Referring expression data
========================================================================

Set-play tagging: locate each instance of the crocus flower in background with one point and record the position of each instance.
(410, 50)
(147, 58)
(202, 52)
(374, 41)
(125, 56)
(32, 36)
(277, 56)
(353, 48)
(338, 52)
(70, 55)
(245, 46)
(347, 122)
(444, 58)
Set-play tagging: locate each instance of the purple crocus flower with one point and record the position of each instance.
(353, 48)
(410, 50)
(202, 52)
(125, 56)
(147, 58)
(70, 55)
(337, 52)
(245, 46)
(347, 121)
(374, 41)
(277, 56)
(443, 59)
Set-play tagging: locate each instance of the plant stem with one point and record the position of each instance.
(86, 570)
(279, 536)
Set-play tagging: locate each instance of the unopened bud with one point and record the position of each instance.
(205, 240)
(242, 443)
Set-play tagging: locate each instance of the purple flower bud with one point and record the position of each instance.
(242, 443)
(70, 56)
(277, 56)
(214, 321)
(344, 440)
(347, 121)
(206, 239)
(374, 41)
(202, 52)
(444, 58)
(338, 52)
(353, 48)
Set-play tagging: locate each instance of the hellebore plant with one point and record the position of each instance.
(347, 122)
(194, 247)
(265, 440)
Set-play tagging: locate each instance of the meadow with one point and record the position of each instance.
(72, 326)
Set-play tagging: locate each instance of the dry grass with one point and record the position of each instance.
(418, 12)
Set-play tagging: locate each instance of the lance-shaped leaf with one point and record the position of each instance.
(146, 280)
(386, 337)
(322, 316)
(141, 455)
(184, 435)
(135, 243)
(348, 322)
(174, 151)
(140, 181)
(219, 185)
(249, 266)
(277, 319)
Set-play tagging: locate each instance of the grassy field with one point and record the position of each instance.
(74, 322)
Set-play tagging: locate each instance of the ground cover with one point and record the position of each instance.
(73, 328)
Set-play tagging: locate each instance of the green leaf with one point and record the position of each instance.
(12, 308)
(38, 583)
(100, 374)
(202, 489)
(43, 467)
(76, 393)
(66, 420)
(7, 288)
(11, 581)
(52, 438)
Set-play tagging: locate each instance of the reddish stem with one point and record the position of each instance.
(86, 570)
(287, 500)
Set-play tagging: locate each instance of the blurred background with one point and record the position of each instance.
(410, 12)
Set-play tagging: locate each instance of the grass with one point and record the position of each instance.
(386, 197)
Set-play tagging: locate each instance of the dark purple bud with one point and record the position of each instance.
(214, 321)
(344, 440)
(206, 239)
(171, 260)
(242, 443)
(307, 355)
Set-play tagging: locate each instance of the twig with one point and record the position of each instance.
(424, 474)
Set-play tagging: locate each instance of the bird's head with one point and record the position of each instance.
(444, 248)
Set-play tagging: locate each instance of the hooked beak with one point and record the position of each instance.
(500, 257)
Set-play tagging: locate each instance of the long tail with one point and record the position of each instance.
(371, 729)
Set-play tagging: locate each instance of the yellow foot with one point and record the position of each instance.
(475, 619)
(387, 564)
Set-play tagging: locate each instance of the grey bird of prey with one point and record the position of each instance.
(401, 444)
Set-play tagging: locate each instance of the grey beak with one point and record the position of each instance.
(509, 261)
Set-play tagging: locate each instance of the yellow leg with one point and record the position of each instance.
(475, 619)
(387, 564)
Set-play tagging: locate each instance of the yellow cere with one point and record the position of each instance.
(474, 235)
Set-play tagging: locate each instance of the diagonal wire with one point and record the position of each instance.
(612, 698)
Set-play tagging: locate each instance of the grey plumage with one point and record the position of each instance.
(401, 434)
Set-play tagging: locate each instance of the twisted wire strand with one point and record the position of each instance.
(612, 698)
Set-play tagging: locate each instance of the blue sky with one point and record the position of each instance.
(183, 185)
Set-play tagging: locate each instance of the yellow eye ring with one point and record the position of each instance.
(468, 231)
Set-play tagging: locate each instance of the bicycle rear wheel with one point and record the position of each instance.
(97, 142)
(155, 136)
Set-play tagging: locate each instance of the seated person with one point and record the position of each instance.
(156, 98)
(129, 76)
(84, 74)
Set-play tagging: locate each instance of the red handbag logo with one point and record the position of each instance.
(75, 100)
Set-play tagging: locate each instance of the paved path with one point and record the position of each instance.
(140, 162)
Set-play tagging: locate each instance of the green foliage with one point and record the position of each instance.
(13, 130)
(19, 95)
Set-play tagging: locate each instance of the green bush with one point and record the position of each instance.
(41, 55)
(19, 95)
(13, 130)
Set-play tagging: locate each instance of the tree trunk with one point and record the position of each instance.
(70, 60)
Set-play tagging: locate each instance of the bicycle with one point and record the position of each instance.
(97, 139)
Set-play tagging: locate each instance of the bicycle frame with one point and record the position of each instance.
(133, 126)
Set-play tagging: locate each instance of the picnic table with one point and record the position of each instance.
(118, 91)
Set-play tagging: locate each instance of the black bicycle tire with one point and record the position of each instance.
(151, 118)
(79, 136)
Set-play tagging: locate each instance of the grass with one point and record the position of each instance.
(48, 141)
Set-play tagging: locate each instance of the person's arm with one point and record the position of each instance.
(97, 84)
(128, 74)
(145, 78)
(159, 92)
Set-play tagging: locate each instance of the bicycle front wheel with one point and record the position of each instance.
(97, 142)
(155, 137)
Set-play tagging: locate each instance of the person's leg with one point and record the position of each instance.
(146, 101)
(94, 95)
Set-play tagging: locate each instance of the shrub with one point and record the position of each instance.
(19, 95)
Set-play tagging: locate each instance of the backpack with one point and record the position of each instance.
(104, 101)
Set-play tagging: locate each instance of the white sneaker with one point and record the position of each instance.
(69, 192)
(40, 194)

========================================================================

EXERCISE OBJECTIVE
Please reproduce, word for word, every line from the line with "Set-play tagging: locate each instance of the bicycle front" to the final line above, including both ends.

ANSWER BOX
Set-play tagging: locate each instance of the bicycle front wheel with one point and record the position of each instance.
(97, 142)
(155, 137)
Set-play tagging: locate each instance of the person's leg with one point and record the position of each instance.
(146, 101)
(94, 95)
Set-play tagging: locate each instance of the shrub with one point and record the position of each instance.
(19, 95)
Set-play tagging: locate each instance of the backpack with one point and record the position of each instance.
(104, 101)
Set-play tagging: locate each instance of the white sneaker with one point and record the position of each instance.
(69, 192)
(40, 194)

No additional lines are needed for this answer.